- **Job**:
Quote the listing below in its entirety, omitting every image.
________________________________________
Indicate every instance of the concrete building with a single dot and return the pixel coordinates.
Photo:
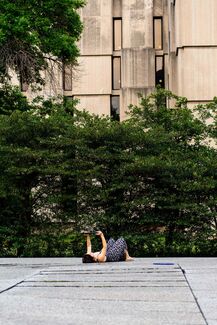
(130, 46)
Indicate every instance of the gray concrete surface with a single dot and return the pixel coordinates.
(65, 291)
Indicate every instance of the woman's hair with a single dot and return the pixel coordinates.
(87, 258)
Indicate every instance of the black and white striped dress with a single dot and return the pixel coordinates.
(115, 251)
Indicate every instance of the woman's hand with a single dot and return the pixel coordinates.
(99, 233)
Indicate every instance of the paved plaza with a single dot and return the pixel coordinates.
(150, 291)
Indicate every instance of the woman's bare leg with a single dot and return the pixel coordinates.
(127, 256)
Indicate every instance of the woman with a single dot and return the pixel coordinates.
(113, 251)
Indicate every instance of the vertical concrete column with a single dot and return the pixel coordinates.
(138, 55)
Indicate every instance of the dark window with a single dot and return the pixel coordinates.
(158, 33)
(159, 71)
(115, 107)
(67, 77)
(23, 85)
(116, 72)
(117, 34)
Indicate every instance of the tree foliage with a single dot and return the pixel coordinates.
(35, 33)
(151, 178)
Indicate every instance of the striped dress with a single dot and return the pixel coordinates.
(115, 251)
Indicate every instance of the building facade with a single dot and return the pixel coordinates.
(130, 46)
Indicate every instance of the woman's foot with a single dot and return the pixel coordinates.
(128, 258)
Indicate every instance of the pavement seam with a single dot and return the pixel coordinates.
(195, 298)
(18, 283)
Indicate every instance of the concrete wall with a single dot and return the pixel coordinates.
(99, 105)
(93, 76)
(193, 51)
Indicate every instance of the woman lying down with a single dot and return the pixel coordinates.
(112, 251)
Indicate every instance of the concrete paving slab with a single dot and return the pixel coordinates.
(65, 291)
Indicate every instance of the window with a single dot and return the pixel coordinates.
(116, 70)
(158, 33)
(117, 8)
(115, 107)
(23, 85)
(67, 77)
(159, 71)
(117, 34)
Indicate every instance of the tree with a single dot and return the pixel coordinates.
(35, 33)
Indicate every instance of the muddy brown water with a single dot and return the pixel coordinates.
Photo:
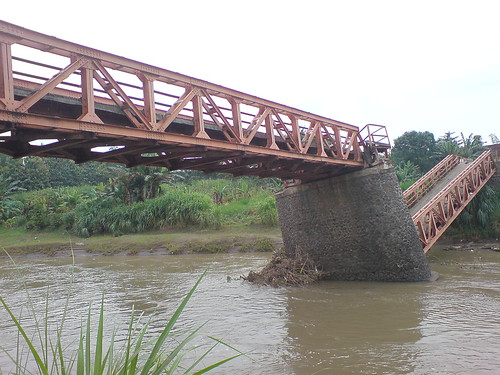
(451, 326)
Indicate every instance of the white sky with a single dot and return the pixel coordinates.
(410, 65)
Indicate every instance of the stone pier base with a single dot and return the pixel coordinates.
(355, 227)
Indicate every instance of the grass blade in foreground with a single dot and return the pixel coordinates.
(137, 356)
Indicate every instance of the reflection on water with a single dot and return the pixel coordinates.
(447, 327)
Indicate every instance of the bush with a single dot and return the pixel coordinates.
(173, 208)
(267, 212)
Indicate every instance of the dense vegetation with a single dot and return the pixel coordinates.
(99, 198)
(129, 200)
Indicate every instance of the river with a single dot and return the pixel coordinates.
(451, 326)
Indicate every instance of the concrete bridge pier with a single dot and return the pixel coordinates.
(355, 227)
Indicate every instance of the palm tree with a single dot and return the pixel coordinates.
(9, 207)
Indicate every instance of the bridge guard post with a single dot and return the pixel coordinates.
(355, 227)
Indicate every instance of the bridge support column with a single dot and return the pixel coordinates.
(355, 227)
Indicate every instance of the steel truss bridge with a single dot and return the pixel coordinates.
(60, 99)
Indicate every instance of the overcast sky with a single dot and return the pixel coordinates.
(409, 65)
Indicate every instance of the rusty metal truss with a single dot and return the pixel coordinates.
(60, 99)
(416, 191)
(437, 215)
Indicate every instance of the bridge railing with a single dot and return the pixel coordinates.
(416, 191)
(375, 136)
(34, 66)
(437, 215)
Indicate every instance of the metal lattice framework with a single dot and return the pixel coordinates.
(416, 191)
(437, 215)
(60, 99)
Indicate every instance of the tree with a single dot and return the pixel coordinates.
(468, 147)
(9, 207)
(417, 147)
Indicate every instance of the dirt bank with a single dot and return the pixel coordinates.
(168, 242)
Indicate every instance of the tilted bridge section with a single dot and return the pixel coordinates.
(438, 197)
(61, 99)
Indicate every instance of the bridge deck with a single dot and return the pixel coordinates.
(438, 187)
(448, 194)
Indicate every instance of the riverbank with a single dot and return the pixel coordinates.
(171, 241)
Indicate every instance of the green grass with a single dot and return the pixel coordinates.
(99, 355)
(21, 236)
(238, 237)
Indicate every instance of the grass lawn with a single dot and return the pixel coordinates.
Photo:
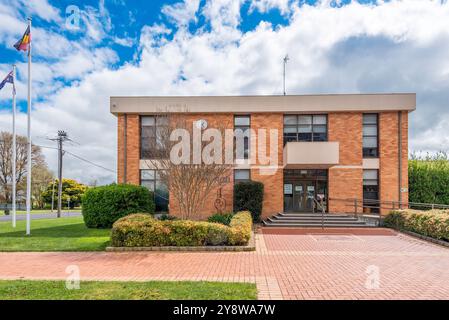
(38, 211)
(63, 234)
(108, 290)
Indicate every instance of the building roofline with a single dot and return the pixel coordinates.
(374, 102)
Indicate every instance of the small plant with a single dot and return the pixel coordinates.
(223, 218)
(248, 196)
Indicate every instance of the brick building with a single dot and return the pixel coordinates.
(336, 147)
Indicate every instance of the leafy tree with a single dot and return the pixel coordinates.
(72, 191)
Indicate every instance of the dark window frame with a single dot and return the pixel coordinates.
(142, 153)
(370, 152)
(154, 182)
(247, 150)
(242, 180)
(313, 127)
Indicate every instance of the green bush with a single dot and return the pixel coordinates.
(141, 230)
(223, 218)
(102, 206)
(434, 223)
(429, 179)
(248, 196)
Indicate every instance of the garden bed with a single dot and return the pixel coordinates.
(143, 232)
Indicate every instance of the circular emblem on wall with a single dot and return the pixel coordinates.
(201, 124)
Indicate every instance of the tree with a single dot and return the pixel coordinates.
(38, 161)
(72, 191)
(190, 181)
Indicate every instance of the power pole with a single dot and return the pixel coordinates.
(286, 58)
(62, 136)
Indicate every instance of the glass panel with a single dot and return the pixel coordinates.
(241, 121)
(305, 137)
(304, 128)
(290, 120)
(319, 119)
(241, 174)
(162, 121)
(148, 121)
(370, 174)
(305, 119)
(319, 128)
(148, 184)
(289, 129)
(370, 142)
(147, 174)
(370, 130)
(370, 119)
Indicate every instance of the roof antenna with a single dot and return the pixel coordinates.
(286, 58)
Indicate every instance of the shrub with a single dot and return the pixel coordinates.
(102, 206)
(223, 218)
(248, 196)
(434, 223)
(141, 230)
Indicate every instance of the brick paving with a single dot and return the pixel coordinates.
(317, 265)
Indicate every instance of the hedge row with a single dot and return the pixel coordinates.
________________________________________
- **Solution to the problem**:
Indicate every instance of the concrete building with a single dot and return the pixel coordinates.
Photo:
(130, 46)
Indicate every instance of the gray concrete surface with a single dot and return the pixel coordinates.
(65, 291)
Indicate every instance of the woman's hair with a single dot and return the pixel coordinates.
(87, 258)
Indicate every instance of the black and white striped dress with a single dot and return the pixel coordinates.
(115, 251)
Indicate every instance of the woman's hand with a single dot and return the pixel coordinates.
(99, 233)
Indicate every instance of the paved plaza with a single dot and return the pixel coordinates.
(150, 291)
Indicate every instance of the woman's bare leg with a single dot and return the pixel coordinates.
(127, 256)
Indicate every instance of the woman with a single dot and return the pixel coordinates.
(113, 251)
Indicate every instance of the vertical concrete column with a single dot and return the pixel coordinates.
(138, 55)
Indicate every instance of the dark window with a single dot and return the pixel coordinates.
(158, 33)
(159, 71)
(115, 107)
(67, 77)
(23, 85)
(116, 72)
(117, 34)
Indicate every instance of the tree foliage with a single dot and return the pixel coordinates.
(35, 33)
(151, 178)
Indicate every instance of the striped dress with a single dot and return the pixel coordinates.
(115, 251)
Indicate every instance of the building facade with a single dot and return the pixel coordinates.
(130, 46)
Indicate every instance of the woman's foot with a single dot and return the pixel coordinates.
(128, 258)
Indicate every instance of the pavement seam with a single dot and return the pixel coordinates.
(195, 298)
(18, 283)
Indicate every instance of the concrete wall with a single dot and return the pixel coordinates.
(99, 105)
(93, 76)
(193, 51)
Indicate every instance of the woman lying down with a single dot and return the pixel coordinates.
(112, 251)
Indicate every instance of the concrete paving slab with a single dot and return the pixel coordinates.
(65, 291)
Indicate every instance of the window with a single dot and return the pixel coordinates.
(116, 70)
(158, 33)
(117, 8)
(115, 107)
(23, 85)
(67, 77)
(159, 71)
(117, 34)
Indicate every instance of the tree with a single dot and return the pixel coordinates.
(35, 33)
Indicate every instance of the muddy brown water with a single dot and return the pixel coordinates.
Photo:
(451, 326)
Indicate every instance of the white sky with a single dot and return the pixel coordinates.
(410, 65)
Indicate every instance of the stone pier base with a single dot and return the pixel coordinates.
(355, 227)
Indicate every instance of the grass blade in foreground with a single dot and return the pixel coordinates.
(137, 356)
Indicate every instance of the reflection on water with a single dot and return the pixel coordinates.
(447, 327)
Indicate every instance of the bush with a single dot and return the pixel coordinates.
(173, 208)
(267, 212)
Indicate every instance of the dense vegetation with a single dot and return the pixel coordinates.
(99, 198)
(129, 200)
Indicate every instance of the river with a single dot and return the pixel coordinates.
(451, 326)
Indicate every instance of the concrete bridge pier with a single dot and return the pixel coordinates.
(355, 227)
Indicate every instance of the palm tree with a single dot and return the pixel coordinates.
(9, 207)
Indicate every instance of the bridge guard post with a single dot and return the pixel coordinates.
(355, 227)
Indicate every instance of the bridge support column with a single dot and return the pixel coordinates.
(355, 227)
Indicate every instance of the steel truss bridge with a single dot and return the pixel coordinates.
(60, 99)
Indicate every instance of the overcast sky with a single dot and return the pixel coordinates.
(409, 65)
Indicate every instance of the rusty metal truss with a single dot and return the pixel coordinates.
(60, 99)
(416, 191)
(437, 215)
Indicate every instance of the bridge railing with a single dot and return the pixel coordinates.
(416, 191)
(375, 136)
(34, 66)
(437, 215)
Indicate every instance of the metal lattice framework with a single dot and return the pixel coordinates.
(416, 191)
(437, 215)
(60, 99)
Indicate every instance of the tree with a single dot and return the pixel coordinates.
(468, 147)
(9, 207)
(417, 147)
Indicate every instance of the dirt bank with a single dot and return the pixel coordinates.
(168, 242)
Indicate every instance of the tilted bridge section with a single dot and return the pixel coordinates.
(438, 197)
(61, 99)
Indicate every instance of the bridge deck with a single dot and return the pixel coordinates.
(438, 187)
(448, 194)
Indicate every instance of the riverbank with a single dot and return the pixel coordinates.
(171, 241)
Indicate every instance of the green grass with a single dot and return the pixel coordinates.
(99, 355)
(21, 236)
(238, 237)
Indicate every instance of the grass lawn with a single dot and return the pixel coordinates.
Photo:
(38, 211)
(63, 234)
(108, 290)
Indicate every instance of the building roofline with a single dot and return the pixel coordinates.
(374, 102)
Indicate every instance of the small plant with a single dot and return the pixel coordinates.
(223, 218)
(248, 196)
Indicate every instance of the brick building with a single dot and return the pixel coordinates.
(336, 147)
Indicate every instance of the leafy tree with a single dot and return the pixel coordinates.
(72, 191)
Indicate every instance of the dark window frame with a single dot and return the pixel coordinates.
(142, 153)
(370, 152)
(154, 182)
(247, 150)
(242, 180)
(313, 127)
Indicate every instance of the green bush with a single dot and return the pixel coordinates.
(141, 230)
(223, 218)
(102, 206)
(434, 223)
(429, 179)
(248, 196)
Indicate every instance of the garden bed with a single dot and return the pixel coordinates.
(143, 232)
Indicate every instance of the circular emblem on wall with a single dot and return the pixel coordinates.
(201, 124)
Indicate every instance of the tree with a single dot and return the pixel coordinates.
(38, 161)
(72, 191)
(190, 181)
Indicate every instance of the power pole with a single dot and return the pixel coordinates.
(286, 58)
(62, 136)
Indicate every instance of the glass panel with a single dot and return the pixel coordinates.
(241, 121)
(305, 137)
(304, 128)
(290, 120)
(319, 119)
(241, 174)
(162, 121)
(148, 121)
(370, 174)
(305, 119)
(319, 128)
(148, 184)
(289, 129)
(370, 142)
(147, 174)
(370, 130)
(370, 119)
Indicate every instance of the roof antenna with a single dot and return the pixel coordinates.
(286, 58)
Indicate every instance of the shrub with a single dot and return the pixel coordinates.
(102, 206)
(223, 218)
(248, 196)
(434, 223)
(141, 230)
Indicate every instance of the brick paving with a single dot and return the pixel coordinates.
(317, 265)
Indicate every instance of the hedge row with a single dot and return the pixel coordinates.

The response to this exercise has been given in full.